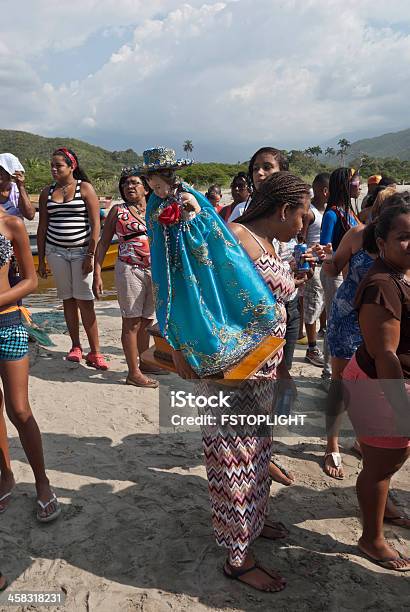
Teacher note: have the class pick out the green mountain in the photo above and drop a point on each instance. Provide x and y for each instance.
(393, 144)
(95, 160)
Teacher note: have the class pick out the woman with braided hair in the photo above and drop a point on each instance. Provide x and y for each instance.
(213, 286)
(276, 211)
(338, 219)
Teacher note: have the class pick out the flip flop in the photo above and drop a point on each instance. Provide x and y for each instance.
(5, 496)
(278, 526)
(384, 563)
(337, 461)
(236, 574)
(155, 371)
(49, 517)
(282, 468)
(392, 520)
(151, 384)
(355, 449)
(5, 585)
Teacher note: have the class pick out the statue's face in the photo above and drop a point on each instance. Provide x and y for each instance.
(160, 187)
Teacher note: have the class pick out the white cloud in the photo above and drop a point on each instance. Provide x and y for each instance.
(229, 75)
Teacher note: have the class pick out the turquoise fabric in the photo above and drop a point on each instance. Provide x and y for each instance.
(211, 302)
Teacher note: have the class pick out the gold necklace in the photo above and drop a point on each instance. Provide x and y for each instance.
(64, 188)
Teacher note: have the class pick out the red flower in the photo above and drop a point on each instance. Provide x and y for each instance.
(170, 215)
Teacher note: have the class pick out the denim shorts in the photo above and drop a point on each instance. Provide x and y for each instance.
(13, 337)
(66, 266)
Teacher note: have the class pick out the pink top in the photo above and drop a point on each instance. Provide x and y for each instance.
(132, 236)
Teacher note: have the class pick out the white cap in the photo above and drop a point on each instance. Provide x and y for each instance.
(10, 163)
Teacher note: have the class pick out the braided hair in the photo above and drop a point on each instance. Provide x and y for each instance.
(276, 153)
(78, 173)
(339, 190)
(243, 176)
(277, 190)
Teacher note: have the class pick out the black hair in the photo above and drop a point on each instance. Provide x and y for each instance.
(125, 177)
(78, 173)
(339, 190)
(215, 188)
(385, 181)
(321, 180)
(372, 196)
(243, 176)
(394, 206)
(277, 154)
(278, 189)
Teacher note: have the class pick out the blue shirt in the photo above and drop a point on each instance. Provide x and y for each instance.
(332, 229)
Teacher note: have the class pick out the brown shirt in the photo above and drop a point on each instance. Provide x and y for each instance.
(384, 287)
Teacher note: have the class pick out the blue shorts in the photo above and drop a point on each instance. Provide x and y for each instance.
(13, 337)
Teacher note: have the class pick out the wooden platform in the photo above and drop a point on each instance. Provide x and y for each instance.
(160, 355)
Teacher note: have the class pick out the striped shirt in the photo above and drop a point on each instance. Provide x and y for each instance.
(68, 223)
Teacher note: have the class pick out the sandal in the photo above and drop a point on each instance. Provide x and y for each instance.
(395, 520)
(337, 463)
(388, 561)
(356, 450)
(275, 526)
(5, 583)
(150, 384)
(75, 354)
(147, 369)
(284, 471)
(234, 573)
(3, 498)
(48, 518)
(97, 361)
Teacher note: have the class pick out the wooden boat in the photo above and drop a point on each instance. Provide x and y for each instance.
(160, 355)
(109, 259)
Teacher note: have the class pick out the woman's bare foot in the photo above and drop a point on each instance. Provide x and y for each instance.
(138, 379)
(49, 504)
(3, 582)
(356, 450)
(332, 465)
(386, 556)
(256, 576)
(279, 474)
(7, 484)
(395, 516)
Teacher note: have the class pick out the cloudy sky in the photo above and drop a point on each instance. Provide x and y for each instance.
(231, 75)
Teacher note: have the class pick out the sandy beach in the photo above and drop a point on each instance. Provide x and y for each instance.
(135, 532)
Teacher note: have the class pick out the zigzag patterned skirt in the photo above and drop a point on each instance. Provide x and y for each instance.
(238, 477)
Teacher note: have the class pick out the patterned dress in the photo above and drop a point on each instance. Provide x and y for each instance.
(343, 330)
(238, 466)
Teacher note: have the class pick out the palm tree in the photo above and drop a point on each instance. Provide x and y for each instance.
(188, 146)
(343, 146)
(315, 151)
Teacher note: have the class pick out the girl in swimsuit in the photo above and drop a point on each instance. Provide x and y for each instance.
(14, 366)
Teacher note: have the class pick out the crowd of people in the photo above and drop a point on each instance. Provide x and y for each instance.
(235, 265)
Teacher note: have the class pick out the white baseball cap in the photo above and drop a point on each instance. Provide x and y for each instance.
(10, 163)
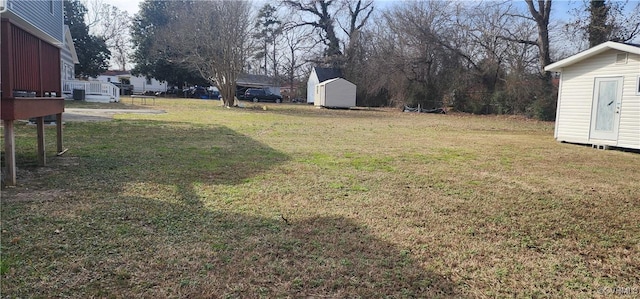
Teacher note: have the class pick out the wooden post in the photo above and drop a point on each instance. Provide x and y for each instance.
(10, 153)
(42, 159)
(59, 132)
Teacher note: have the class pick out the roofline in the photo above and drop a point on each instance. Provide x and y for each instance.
(29, 27)
(557, 66)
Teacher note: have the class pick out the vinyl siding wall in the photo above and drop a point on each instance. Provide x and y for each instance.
(576, 98)
(336, 93)
(38, 13)
(311, 85)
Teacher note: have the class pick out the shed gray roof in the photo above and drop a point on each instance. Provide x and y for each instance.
(325, 74)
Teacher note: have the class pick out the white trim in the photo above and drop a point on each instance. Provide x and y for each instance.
(557, 122)
(68, 39)
(557, 66)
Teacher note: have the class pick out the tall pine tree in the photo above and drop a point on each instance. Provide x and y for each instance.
(92, 51)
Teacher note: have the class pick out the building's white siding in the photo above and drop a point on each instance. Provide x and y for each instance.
(576, 97)
(140, 84)
(338, 93)
(311, 86)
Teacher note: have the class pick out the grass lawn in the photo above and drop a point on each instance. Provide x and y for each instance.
(294, 201)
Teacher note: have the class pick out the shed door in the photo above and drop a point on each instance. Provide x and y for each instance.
(605, 113)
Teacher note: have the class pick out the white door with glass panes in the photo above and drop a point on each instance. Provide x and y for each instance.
(605, 113)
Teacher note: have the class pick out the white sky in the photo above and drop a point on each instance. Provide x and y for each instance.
(130, 6)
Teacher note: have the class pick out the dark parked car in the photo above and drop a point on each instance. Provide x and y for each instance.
(259, 94)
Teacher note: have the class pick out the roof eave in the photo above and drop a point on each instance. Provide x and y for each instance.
(557, 66)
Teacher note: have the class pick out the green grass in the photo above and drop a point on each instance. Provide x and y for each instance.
(293, 201)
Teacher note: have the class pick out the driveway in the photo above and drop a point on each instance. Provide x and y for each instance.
(85, 114)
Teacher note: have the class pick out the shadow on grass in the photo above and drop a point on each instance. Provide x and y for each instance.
(139, 247)
(101, 237)
(315, 112)
(112, 153)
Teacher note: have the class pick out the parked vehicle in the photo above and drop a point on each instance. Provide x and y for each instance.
(259, 94)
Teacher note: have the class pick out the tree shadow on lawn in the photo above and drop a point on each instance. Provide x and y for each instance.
(110, 154)
(99, 241)
(140, 247)
(315, 112)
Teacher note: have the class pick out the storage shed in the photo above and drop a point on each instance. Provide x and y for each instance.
(317, 75)
(335, 93)
(599, 96)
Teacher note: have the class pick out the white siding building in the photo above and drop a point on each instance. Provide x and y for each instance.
(335, 93)
(140, 84)
(599, 96)
(318, 75)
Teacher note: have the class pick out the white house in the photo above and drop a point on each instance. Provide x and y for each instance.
(68, 57)
(141, 84)
(599, 96)
(335, 93)
(318, 75)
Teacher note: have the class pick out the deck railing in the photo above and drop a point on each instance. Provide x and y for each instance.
(92, 88)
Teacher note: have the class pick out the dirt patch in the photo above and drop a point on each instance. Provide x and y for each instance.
(27, 195)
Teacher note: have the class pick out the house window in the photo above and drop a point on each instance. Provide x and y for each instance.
(621, 58)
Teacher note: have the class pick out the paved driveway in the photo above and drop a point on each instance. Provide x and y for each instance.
(84, 114)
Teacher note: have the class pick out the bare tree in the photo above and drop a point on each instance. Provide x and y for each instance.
(296, 44)
(328, 14)
(215, 44)
(111, 24)
(599, 21)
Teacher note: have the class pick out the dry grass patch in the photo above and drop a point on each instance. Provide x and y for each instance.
(294, 201)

--*--

__STATED EXERCISE__. Convert the entire listing above into a JSON array of strings with one string per line, omitting blank lines and the pictures.

__RESULT FOR THIS TASK__.
[
  "Teacher note: have the class pick out the green mountain in the photo above and drop a point on each instance. Provide x and y for each instance.",
  "(393, 144)",
  "(95, 160)",
  "Teacher note: have the class pick out the woman with braided hair in the photo above and drop a point on each instance. Provide x and y for each instance.",
  "(213, 286)",
  "(276, 211)",
  "(338, 219)",
  "Teacher note: have the class pick out the flip flop in the photo above and drop a point on each instance. Provide x and y for each instance.",
  "(5, 496)",
  "(278, 526)",
  "(384, 563)",
  "(337, 461)",
  "(236, 574)",
  "(155, 371)",
  "(49, 517)",
  "(282, 468)",
  "(392, 520)",
  "(151, 384)",
  "(355, 449)",
  "(5, 585)",
  "Teacher note: have the class pick out the statue's face in the photo above and drop a point on each instance. Provide x and y for each instance.",
  "(160, 187)",
  "Teacher note: have the class pick out the white cloud in the photo above and drop a point on each instance. Provide x and y for each instance.",
  "(229, 75)",
  "Teacher note: have the class pick out the turquoise fabric in the photo above and drop a point on each instance. Provide x and y for each instance.",
  "(211, 302)",
  "Teacher note: have the class pick out the gold necklace in the photo above and drop a point on each instance. Provide x and y for each instance.",
  "(64, 188)",
  "Teacher note: have the class pick out the red flower in the photo above and drop a point on each instance. Provide x and y for each instance.",
  "(170, 215)",
  "Teacher note: have the class pick out the denim shorts in the photo above and drop a point on each instance. Provide x and y for each instance.",
  "(13, 337)",
  "(66, 266)",
  "Teacher note: have the class pick out the pink top in the photo above and drop a point on each instance. Provide x and y for each instance.",
  "(132, 236)",
  "Teacher note: have the class pick out the white cap in the photo above and drop a point on each instance. Provide x and y for each instance.",
  "(10, 163)",
  "Teacher note: have the class pick out the braided hair in the photo above and drop a point on each instance. Provide x and y for each instance.",
  "(276, 153)",
  "(78, 173)",
  "(339, 190)",
  "(243, 176)",
  "(277, 190)",
  "Teacher note: have the class pick out the black hair in the photo above and drop a point on each instance. Provide x and y for each instance.",
  "(125, 177)",
  "(78, 173)",
  "(339, 190)",
  "(215, 188)",
  "(385, 181)",
  "(321, 180)",
  "(372, 196)",
  "(243, 176)",
  "(394, 206)",
  "(277, 154)",
  "(278, 189)",
  "Teacher note: have the class pick out the blue shirt in the photo above and drop a point on each instance. Provide x and y for each instance.",
  "(332, 229)",
  "Teacher note: have the class pick out the brown shirt in the photo above and drop a point on each instance. Provide x and y for each instance.",
  "(384, 287)",
  "Teacher note: have the class pick out the blue shorts in the photo above and drop a point on each instance. Provide x and y for each instance.",
  "(13, 337)",
  "Teacher note: have the class pick out the wooden platform in the photo above and drop a point on each instance. Provide x and y for each instance.",
  "(160, 355)",
  "Teacher note: have the class pick out the striped shirt in the photo above and drop a point on each instance. Provide x and y for each instance.",
  "(68, 223)",
  "Teacher note: have the class pick out the sandal in the photo above and drop a point on each instance. Provide x and y for each instance.",
  "(395, 520)",
  "(337, 463)",
  "(388, 561)",
  "(356, 450)",
  "(275, 526)",
  "(5, 583)",
  "(150, 384)",
  "(75, 354)",
  "(147, 369)",
  "(284, 471)",
  "(234, 573)",
  "(3, 498)",
  "(48, 518)",
  "(97, 361)",
  "Teacher note: have the class pick out the wooden boat in the photo above and drop a point on each instance. Provide x and y for each instance.",
  "(160, 355)",
  "(109, 259)",
  "Teacher note: have the class pick out the woman's bare foot in the photo above and drop a point on each instance. Provide x and y for each instance.",
  "(138, 379)",
  "(49, 504)",
  "(3, 582)",
  "(356, 450)",
  "(332, 465)",
  "(386, 556)",
  "(256, 576)",
  "(279, 474)",
  "(7, 484)",
  "(395, 516)",
  "Teacher note: have the class pick out the cloudy sky in the photo above and drop a point on each instance. Provide x and y for each instance.",
  "(231, 75)",
  "Teacher note: have the class pick out the sandy beach in the photo above and drop a point on each instance. Provide x and y for each instance.",
  "(135, 532)",
  "Teacher note: have the class pick out the zigzag patterned skirt in the photo above and drop a point on each instance. Provide x and y for each instance.",
  "(238, 477)",
  "Teacher note: have the class pick out the patterned dress in the photo above and drop a point on each instance. Provide x and y for each instance.",
  "(343, 330)",
  "(238, 466)",
  "Teacher note: have the class pick out the palm tree in the photo above and drop a point on each instance. Provide x and y for each instance.",
  "(188, 146)",
  "(343, 146)",
  "(315, 151)",
  "Teacher note: have the class pick out the girl in swimsuit in the photo above and drop a point on each instance. Provide x and y for each instance.",
  "(14, 366)",
  "Teacher note: have the class pick out the crowd of people in the photo above and drop a point on each instance. Provide x and y for each instance.",
  "(235, 265)",
  "Teacher note: have the class pick out the white baseball cap in the photo above and drop a point on each instance. Provide x and y for each instance.",
  "(10, 163)",
  "Teacher note: have the class pick out the wooden post in the photo above and drop a point on each instance. Provide x and y for each instance.",
  "(10, 153)",
  "(42, 159)",
  "(59, 132)",
  "Teacher note: have the class pick out the roofline in the photo above and drop a point on each instance. Provide x and y for each instance.",
  "(29, 27)",
  "(557, 66)",
  "Teacher note: have the class pick out the vinyl siding wall in the photo above and drop a point on each instance. Provide x and y for each instance.",
  "(576, 98)",
  "(336, 93)",
  "(38, 13)",
  "(311, 85)",
  "Teacher note: have the class pick out the shed gray roof in the photo above and drop a point on each instance. Provide x and y for each instance.",
  "(325, 74)",
  "Teacher note: have the class pick out the white trim in the photo above and drop a point on each instance. Provide x and y for each instance.",
  "(557, 122)",
  "(68, 39)",
  "(557, 66)",
  "Teacher note: have the class pick out the tall pine tree in the photo above and drop a point on each instance. Provide x and y for each instance.",
  "(92, 51)",
  "Teacher note: have the class pick out the building's white siding in the photo above and drop a point on each instance. Provide x and y for each instance.",
  "(576, 97)",
  "(140, 84)",
  "(338, 93)",
  "(311, 86)",
  "Teacher note: have the class pick out the grass lawn in the photo above and drop a point on each instance. Provide x and y for each instance.",
  "(294, 201)",
  "Teacher note: have the class pick out the shed door in the photo above and drop a point on each instance. Provide x and y for each instance.",
  "(605, 113)",
  "Teacher note: have the class pick out the white door with glass panes in the photo above and drop a point on each instance. Provide x and y for each instance.",
  "(605, 113)",
  "Teacher note: have the class pick out the white sky in the photo above and drop a point on each instance. Provide x and y for each instance.",
  "(130, 6)",
  "Teacher note: have the class pick out the dark parked car in the photo above and drop a point on each instance. Provide x and y for each instance.",
  "(259, 94)",
  "Teacher note: have the class pick out the roof eave in the photo above and drop a point on each instance. Provide x and y for each instance.",
  "(557, 66)",
  "Teacher note: have the class pick out the green grass in the photo above and drop a point on each instance. Provide x and y for each instance.",
  "(293, 201)",
  "Teacher note: have the class pick out the driveway in the photo above and drop a point on each instance. Provide x and y for each instance.",
  "(85, 114)",
  "Teacher note: have the class pick out the shadow on grass in the photo above and drop a point on each instance. Provide x and y for each instance.",
  "(139, 247)",
  "(101, 237)",
  "(315, 112)",
  "(112, 153)",
  "Teacher note: have the class pick out the parked vehicle in the photo above and drop a point on each instance. Provide x and y for each instance.",
  "(259, 94)",
  "Teacher note: have the class pick out the tree shadow on lawn in the photo above and drop a point on each instance. Provide x and y for each instance.",
  "(110, 154)",
  "(99, 241)",
  "(140, 247)",
  "(315, 112)",
  "Teacher note: have the class pick out the storage shed in the photo above and drop a point on each instance. Provide x and y for each instance.",
  "(317, 75)",
  "(335, 93)",
  "(599, 96)",
  "Teacher note: have the class pick out the white siding building in the photo above and drop a point on each instance. Provide x and y for each instance.",
  "(335, 93)",
  "(140, 84)",
  "(599, 96)",
  "(318, 75)",
  "Teacher note: have the class pick out the white house in the photo above and drop a point on each instance. Provide x and y for each instance.",
  "(68, 57)",
  "(141, 84)",
  "(599, 96)",
  "(335, 93)",
  "(318, 75)",
  "Teacher note: have the class pick out the deck railing in the photo above and drop a point on each instance. Provide x and y for each instance.",
  "(92, 88)",
  "Teacher note: have the class pick out the dirt patch in the photo above and drop a point on each instance. Provide x and y for each instance.",
  "(27, 195)",
  "Teacher note: have the class pick out the house window in the photo above and drop a point on each instance. Provide x and y for each instance.",
  "(621, 58)",
  "Teacher note: have the class pick out the paved driveway in the photo above and drop a point on each instance. Provide x and y for each instance.",
  "(84, 114)",
  "Teacher note: have the class pick out the bare tree in the photo above and drop a point on each instance. Provide x and y for each instance.",
  "(296, 44)",
  "(328, 14)",
  "(215, 44)",
  "(111, 24)",
  "(599, 21)",
  "Teacher note: have the class pick out the dry grass patch in the photo above and drop a point on each instance. Provide x and y for each instance.",
  "(294, 201)"
]